## VORLIEGENDER TEXT:
· · ·
Mut zu Beitragserhöhungen?
Viele Vereine setzen für Mitglieder die Beiträge so an, um die steigenden Kosten zu decken - ob für Material, Personal oder Energie. Dies bietet jedoch keinen Raum, um sich zu entwickeln. „Man sollte lieber gestalten, statt verwalten“, sagt Nina Djafari aus dem Vorstand des Buxtehuder SV (4030 Mitglieder).
Der BSV hat unter anderem mit seiner neuen Sportanlage „Kraftwerk“ großen Erfolg. Die Boxabteilung hat sich verdoppelt. Der Trend geht ohnehin zum ganzheitlichen Bewegungstraining, Rehasport und frühkindlichen Angeboten.
Das hat auch der TuS Harsefeld erkannt, der einen weiteren Kursraum errichtet. „Neben dem Kinderturnen haben wir hier den größten Zuwachs“, so Benjamin Wutzke, Geschäftsführer des TuS Harsefeld (3059 Mitglieder).
Großes Potenzial in Fitness sieht auch VfL-Mann Moradi: „Wir bieten damit ein eigenes Segment an, das sich mit dem klassischen Gym ergänzt.“

Nina Djafari vom BSV: „Man sollte lieber gestalten, statt verwalten.“ Foto: Scholz
Sport muss etwas kosten
Ein weiterer Ansatz wären deutliche Beitragserhöhungen. „Was in den Vereinen für unsere Gesellschaft, für Sport und Bewegung geleistet wird, ist einfach großartig. Das darf sich auch in einem angemessenen Mitgliedsbeitrag widerspiegeln. Man muss sich zum Vergleich mal anschauen, was Netflix oder ein Besuch im Kino kosten, für das die Leute bereit sind zu zahlen“, sagt Tramm.
„Die Menschen können nicht mehr erwarten, dass Sport nichts kosten darf“, stimmt BSV-Vorstandssprecherin Djafari zu. Dies sei von früher noch in den Köpfen drin. „Man darf dann aber nicht denken, dass da Top-Trainer stehen und die Sportanlage modern und sauber ist. Das geht nicht für 9,50 Euro im Monat.“ Der BSV beschäftigt über 20 Festangestellte sowie 270 Übungsleiter und Helfer - ist also nicht nur Verein, sondern auch Arbeitgeber.
Hohe Akzeptanz für hohe Preise
Der Buxtehuder SV hat die Beiträge im letzten Sommer deutlich erhöhen müssen. „Wir sind damit bei unseren Mitgliedern auf eine Akzeptanz gestoßen, weil sie wissen, was wir ihnen bieten, und wir unser Personal fair bezahlen wollen“, sagt Djafari.
· · ·
## AUFGABE 1:
Schreib aus dem Text über Vereinsbeiträge alles von „Der BSV hat“ bis hinunter zu „und frühkindlichen Angeboten.“ neu ab und benenne dabei „Boxabteilung“ in „Schwimmabteilung“ um.
## AUFGABE 2:
Wie viele Festangestellte hat der BSV laut dem Text über Vereinsbeiträge?
## AUFGABE 3:
Nenne alle Personen, die im Text über Vereinsbeiträge mit einer wörtlichen Aussage zitiert werden.

## DIE DATEN:
· · ·
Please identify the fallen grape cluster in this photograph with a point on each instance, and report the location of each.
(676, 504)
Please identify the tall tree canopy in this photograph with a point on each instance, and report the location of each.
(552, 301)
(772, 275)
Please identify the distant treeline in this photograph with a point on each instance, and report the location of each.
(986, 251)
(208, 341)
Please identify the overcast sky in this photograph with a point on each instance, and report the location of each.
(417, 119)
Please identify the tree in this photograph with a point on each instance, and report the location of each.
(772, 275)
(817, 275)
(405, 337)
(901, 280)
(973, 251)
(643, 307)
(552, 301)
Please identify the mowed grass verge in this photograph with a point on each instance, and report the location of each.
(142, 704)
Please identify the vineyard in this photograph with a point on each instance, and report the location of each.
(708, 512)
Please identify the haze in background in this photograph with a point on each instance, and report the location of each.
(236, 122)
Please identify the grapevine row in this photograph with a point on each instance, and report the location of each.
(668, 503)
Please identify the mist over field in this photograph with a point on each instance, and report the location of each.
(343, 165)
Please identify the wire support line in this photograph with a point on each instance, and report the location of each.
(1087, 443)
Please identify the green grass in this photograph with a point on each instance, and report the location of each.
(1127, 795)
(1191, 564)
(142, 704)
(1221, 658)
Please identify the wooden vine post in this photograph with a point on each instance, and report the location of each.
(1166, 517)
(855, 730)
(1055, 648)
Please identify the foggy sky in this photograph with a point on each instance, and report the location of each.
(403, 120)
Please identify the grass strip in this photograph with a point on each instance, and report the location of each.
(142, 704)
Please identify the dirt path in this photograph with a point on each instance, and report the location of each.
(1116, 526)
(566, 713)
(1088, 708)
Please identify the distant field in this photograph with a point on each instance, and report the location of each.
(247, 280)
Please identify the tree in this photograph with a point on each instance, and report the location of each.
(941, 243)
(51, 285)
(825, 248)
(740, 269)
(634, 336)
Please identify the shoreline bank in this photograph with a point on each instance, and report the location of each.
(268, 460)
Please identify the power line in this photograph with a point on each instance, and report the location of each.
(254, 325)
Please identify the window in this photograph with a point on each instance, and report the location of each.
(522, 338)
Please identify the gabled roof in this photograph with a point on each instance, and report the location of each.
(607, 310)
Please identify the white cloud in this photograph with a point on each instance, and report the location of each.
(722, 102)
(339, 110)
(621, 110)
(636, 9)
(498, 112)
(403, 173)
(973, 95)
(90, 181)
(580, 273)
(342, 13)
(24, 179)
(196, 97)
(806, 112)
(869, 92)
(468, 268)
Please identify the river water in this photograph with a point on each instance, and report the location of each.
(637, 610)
· · ·
## LÖSUNG 1:
Der BSV hat unter anderem mit seiner neuen Sportanlage „Kraftwerk“ großen Erfolg. Die Schwimmabteilung hat sich verdoppelt. Der Trend geht ohnehin zum ganzheitlichen Bewegungstraining, Rehasport und frühkindlichen Angeboten.

## LÖSUNG 2:
Über 20 Festangestellte.

## LÖSUNG 3:
Nina Djafari, Benjamin Wutzke, Moradi, Tramm